● **Dataset entries**

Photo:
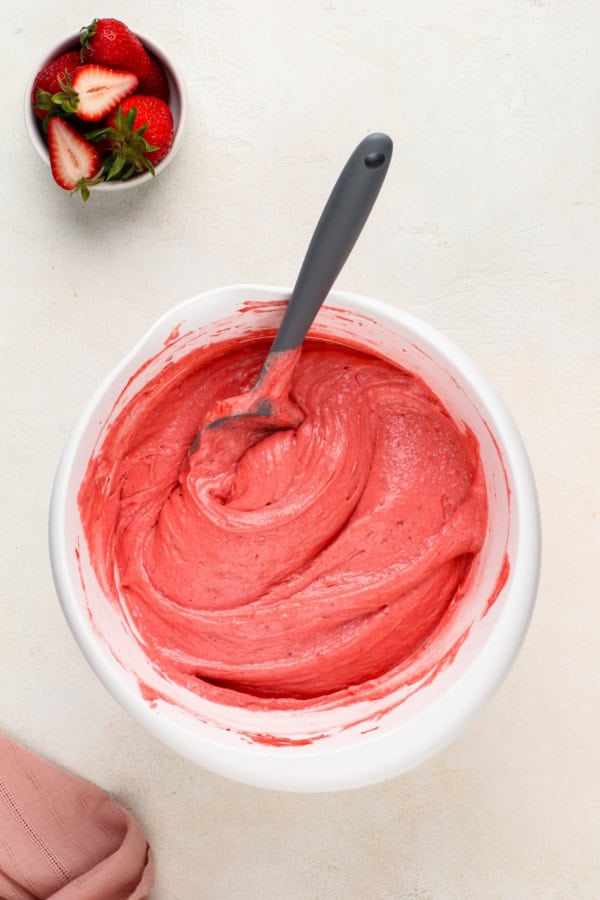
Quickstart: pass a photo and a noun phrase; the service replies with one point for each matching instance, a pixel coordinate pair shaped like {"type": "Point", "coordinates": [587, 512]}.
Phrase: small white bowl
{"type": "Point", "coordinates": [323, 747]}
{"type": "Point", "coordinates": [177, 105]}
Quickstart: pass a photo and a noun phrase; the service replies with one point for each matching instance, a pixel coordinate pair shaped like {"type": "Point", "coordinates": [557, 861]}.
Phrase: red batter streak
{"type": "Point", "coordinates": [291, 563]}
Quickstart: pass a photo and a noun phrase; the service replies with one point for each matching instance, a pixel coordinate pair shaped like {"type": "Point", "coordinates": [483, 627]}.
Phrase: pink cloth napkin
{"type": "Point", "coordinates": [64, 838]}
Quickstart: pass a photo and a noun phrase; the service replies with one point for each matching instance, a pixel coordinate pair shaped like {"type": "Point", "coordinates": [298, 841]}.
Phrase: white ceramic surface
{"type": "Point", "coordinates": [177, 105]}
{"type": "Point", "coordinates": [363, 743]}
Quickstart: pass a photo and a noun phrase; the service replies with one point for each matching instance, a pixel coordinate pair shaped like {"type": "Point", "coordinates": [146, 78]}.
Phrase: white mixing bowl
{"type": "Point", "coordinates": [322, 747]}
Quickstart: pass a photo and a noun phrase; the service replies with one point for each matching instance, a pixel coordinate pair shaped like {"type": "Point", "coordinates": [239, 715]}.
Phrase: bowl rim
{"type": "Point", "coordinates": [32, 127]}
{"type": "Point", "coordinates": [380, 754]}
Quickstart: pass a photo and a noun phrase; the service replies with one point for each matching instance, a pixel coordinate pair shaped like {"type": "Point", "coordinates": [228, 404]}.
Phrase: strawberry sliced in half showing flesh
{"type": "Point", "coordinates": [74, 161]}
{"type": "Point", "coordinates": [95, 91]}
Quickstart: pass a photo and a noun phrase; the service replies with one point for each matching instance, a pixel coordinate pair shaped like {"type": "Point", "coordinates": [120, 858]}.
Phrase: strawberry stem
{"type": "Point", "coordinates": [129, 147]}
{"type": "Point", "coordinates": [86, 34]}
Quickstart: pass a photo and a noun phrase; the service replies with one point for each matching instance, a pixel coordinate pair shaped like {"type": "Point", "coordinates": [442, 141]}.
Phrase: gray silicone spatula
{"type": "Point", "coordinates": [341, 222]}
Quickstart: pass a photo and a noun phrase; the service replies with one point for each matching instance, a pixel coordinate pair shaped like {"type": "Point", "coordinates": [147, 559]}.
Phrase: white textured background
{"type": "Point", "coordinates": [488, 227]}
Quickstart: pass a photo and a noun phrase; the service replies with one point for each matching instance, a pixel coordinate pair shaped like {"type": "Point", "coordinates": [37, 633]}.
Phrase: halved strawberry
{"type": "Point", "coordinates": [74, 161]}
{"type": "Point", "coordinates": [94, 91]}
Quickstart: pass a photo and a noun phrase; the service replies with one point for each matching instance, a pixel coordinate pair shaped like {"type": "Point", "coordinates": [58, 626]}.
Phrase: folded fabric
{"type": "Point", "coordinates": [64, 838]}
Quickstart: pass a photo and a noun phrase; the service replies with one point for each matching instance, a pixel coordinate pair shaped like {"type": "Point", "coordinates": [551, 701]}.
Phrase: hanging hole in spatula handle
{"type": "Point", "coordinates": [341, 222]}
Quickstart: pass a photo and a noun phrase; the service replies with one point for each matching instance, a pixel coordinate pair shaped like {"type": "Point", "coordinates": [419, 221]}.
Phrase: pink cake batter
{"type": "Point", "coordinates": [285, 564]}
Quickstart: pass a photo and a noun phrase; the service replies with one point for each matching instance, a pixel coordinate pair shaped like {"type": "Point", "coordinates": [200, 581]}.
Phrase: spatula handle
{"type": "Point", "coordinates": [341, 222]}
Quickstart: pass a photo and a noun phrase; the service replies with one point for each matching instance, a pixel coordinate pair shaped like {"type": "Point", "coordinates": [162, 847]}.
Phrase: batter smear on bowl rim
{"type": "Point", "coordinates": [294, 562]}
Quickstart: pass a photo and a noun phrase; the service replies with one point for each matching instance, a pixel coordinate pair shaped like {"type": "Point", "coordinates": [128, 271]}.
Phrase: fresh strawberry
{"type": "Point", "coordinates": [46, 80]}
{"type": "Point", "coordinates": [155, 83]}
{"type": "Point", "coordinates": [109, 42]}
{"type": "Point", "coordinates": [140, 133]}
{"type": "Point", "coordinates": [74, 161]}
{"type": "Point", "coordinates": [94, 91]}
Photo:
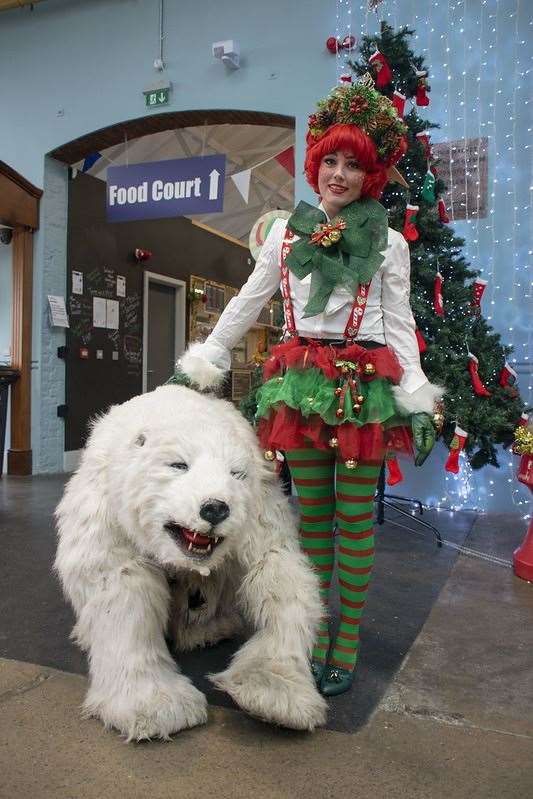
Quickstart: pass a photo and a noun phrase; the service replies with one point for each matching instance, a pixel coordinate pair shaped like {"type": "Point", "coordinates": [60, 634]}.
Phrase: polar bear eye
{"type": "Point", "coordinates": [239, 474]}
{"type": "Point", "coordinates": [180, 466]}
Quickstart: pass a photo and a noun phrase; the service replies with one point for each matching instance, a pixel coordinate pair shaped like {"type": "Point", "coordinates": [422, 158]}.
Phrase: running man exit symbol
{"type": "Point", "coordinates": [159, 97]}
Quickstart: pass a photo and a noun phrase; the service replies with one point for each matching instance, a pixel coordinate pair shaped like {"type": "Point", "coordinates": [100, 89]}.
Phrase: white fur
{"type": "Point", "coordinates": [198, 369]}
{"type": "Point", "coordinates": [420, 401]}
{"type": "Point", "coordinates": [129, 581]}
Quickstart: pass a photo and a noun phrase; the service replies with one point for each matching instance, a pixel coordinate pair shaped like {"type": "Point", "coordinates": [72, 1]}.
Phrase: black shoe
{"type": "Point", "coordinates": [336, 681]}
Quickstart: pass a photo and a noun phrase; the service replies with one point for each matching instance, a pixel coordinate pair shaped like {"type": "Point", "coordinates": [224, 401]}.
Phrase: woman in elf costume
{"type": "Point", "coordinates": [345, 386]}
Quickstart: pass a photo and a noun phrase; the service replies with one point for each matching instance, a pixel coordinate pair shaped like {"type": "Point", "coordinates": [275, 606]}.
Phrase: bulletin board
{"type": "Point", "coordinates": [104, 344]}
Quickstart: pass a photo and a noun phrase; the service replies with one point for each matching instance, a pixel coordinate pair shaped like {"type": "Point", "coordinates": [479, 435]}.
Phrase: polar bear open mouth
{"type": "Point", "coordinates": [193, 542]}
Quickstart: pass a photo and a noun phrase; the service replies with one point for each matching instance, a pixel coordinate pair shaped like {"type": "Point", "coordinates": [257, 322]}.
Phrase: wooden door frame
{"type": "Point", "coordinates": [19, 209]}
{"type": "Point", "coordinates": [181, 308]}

● **Work item**
Copy out all the records exactly as they read, and omit the pictures.

● **Expected answer**
Photo:
Quickstart: pass a photo and a noun phrase; the service replies with one point for each matching instance, a pixel coordinate pair shaped like {"type": "Point", "coordinates": [587, 512]}.
Phrase: small white bowl
{"type": "Point", "coordinates": [323, 747]}
{"type": "Point", "coordinates": [177, 105]}
Quickstart: pass a photo and a noun phrase; the service replies with one point for each matching instance, a pixel coordinate pair shaped like {"type": "Point", "coordinates": [557, 861]}.
Phrase: red batter streak
{"type": "Point", "coordinates": [291, 563]}
Quickstart: pass a photo and a noun phrase; the service replies with one point for each matching instance, a pixel coordinate pair shaped like {"type": "Point", "coordinates": [483, 627]}.
Phrase: pink cloth napkin
{"type": "Point", "coordinates": [64, 838]}
Quickstart: pass a photo and a noun phrase; the service replies with one point for each matching instance, a pixel coordinate pair shaped like {"type": "Point", "coordinates": [298, 841]}.
Phrase: white ceramic surface
{"type": "Point", "coordinates": [177, 105]}
{"type": "Point", "coordinates": [363, 743]}
Quickstart: pass a photo and a noun phrase; the service replies with one point for each matching instance, a pixel coordinate pair shaped like {"type": "Point", "coordinates": [146, 78]}.
Phrase: white mixing bowl
{"type": "Point", "coordinates": [322, 747]}
Quickstart: pass a photo and a noun phrase; the service replies with one point for each matching instance, a pixel coordinate pair shaped like {"type": "Point", "coordinates": [239, 715]}.
Phrase: bowl rim
{"type": "Point", "coordinates": [32, 127]}
{"type": "Point", "coordinates": [380, 754]}
Quickstart: pass a photo and a noun phrase; the service replies with one point for each matching instance, a pixel coordinate pair shaped like {"type": "Point", "coordinates": [228, 404]}.
Phrase: strawberry sliced in half showing flesh
{"type": "Point", "coordinates": [74, 161]}
{"type": "Point", "coordinates": [95, 91]}
Quickstart: pass a photo and a noun phrase; the service replies with one point for each matching instance, a pixel coordinate pair shaped like {"type": "Point", "coordinates": [120, 858]}.
Phrase: strawberry stem
{"type": "Point", "coordinates": [129, 147]}
{"type": "Point", "coordinates": [86, 34]}
Quickstart: pass a photo and a noun phrase; the service replies with one point for each matching instance, a pixel coordinate pair shaped like {"type": "Point", "coordinates": [442, 141]}.
Phrase: gray silicone spatula
{"type": "Point", "coordinates": [341, 222]}
Quickstart: pass a photo and a noun phrase; the service replies with one point for each matching instance, a pixel coordinate pair shaped like {"type": "Point", "coordinates": [147, 559]}.
Phrase: white textured background
{"type": "Point", "coordinates": [488, 227]}
Quickstart: pass a photo and a noun phrase; the service replies with one point for each matching instance, a pixel coordinate pair shaped like {"type": "Point", "coordinates": [37, 633]}.
Phrase: halved strawberry
{"type": "Point", "coordinates": [74, 161]}
{"type": "Point", "coordinates": [94, 91]}
Quickstart: pass a photo and a noun phrase; the service replies with one point for each matching instance, a pixel coordinate pair shaped like {"type": "Point", "coordinates": [58, 626]}.
Phrase: folded fabric
{"type": "Point", "coordinates": [64, 838]}
Quickstart: pass a photo and a noun phrase; the service replies with one point for each matching instance, a pixel coordinate pair shaped like {"type": "Point", "coordinates": [551, 701]}.
Phrase: hanging hole in spatula handle
{"type": "Point", "coordinates": [341, 222]}
Quickstart: pass a photo and a noun phrase; the service replies with one point for each matching instance, a pixel coordinate pair shaped like {"type": "Point", "coordinates": [419, 221]}.
Phrase: pink cake batter
{"type": "Point", "coordinates": [285, 564]}
Quickstart: pass a photo and a noun phrase; the service replies with one point for each matching instance, a pixel coordinate pair shaped like {"type": "Point", "coordinates": [200, 581]}.
Phrase: spatula handle
{"type": "Point", "coordinates": [341, 222]}
Quickstart: pass a photo and a noun phrase; the service replies with one point for each matching instance, a pixel coordinate pair shaped like {"type": "Point", "coordinates": [162, 847]}.
Phrase: batter smear on bowl rim
{"type": "Point", "coordinates": [294, 562]}
Quickstart: pass a photo and a noun phrase; the service replies with one point for each matching instance, a pixel coordinate pair shaped like {"type": "Point", "coordinates": [128, 271]}.
Phrase: fresh strawberry
{"type": "Point", "coordinates": [46, 80]}
{"type": "Point", "coordinates": [155, 83]}
{"type": "Point", "coordinates": [109, 42]}
{"type": "Point", "coordinates": [140, 133]}
{"type": "Point", "coordinates": [74, 161]}
{"type": "Point", "coordinates": [94, 91]}
Photo:
Quickstart: pass a photo and a noun phrase; the service replies with one point for each matching instance, a pixel coordinate pair shaped like {"type": "Point", "coordinates": [60, 634]}.
Phrase: polar bear eye
{"type": "Point", "coordinates": [239, 474]}
{"type": "Point", "coordinates": [180, 466]}
Quickstart: pass a photo and a noun phrase; the service replies with one point for each matching instance, a pixel coordinate pair shaped like {"type": "Point", "coordinates": [422, 158]}.
Phrase: running man exit symbol
{"type": "Point", "coordinates": [159, 97]}
Quickstart: pass a photo and a noun phrase; the service replies with one point for each matching instance, a pixel coordinate pair shaped like {"type": "Point", "coordinates": [100, 89]}.
Phrase: white fur
{"type": "Point", "coordinates": [198, 369]}
{"type": "Point", "coordinates": [420, 401]}
{"type": "Point", "coordinates": [129, 581]}
Quickstart: pass a photo and a noun phrase; the service replies with one point for each matching instance, a pixel coordinate pair shaped like {"type": "Point", "coordinates": [72, 1]}.
Phrase: black shoe
{"type": "Point", "coordinates": [336, 681]}
Quickstart: pass a photo and a noun phrase; the service replies with one point for each matching instance, a pixel coordinate pair shaped like {"type": "Point", "coordinates": [224, 401]}.
Phrase: woman in elf costume
{"type": "Point", "coordinates": [345, 386]}
Quickstart: pass a photo and a noun phrase; the service replies with one point for each matching instance, a pixel coordinate pair shaped like {"type": "Point", "coordinates": [275, 606]}.
Phrase: bulletin board
{"type": "Point", "coordinates": [104, 344]}
Quickstart: pass a photo and a noun phrase; the service replies with one point for each matching instance, a pixel coordinate pair shaped like {"type": "Point", "coordinates": [479, 435]}.
Phrase: polar bear open mouth
{"type": "Point", "coordinates": [193, 542]}
Quickstart: pass a photo and a noun phrase; the service replies with one point for each matching instance, a pixel coordinate pair shaped like {"type": "Point", "coordinates": [257, 322]}.
Phrase: wooden door frame
{"type": "Point", "coordinates": [19, 209]}
{"type": "Point", "coordinates": [181, 308]}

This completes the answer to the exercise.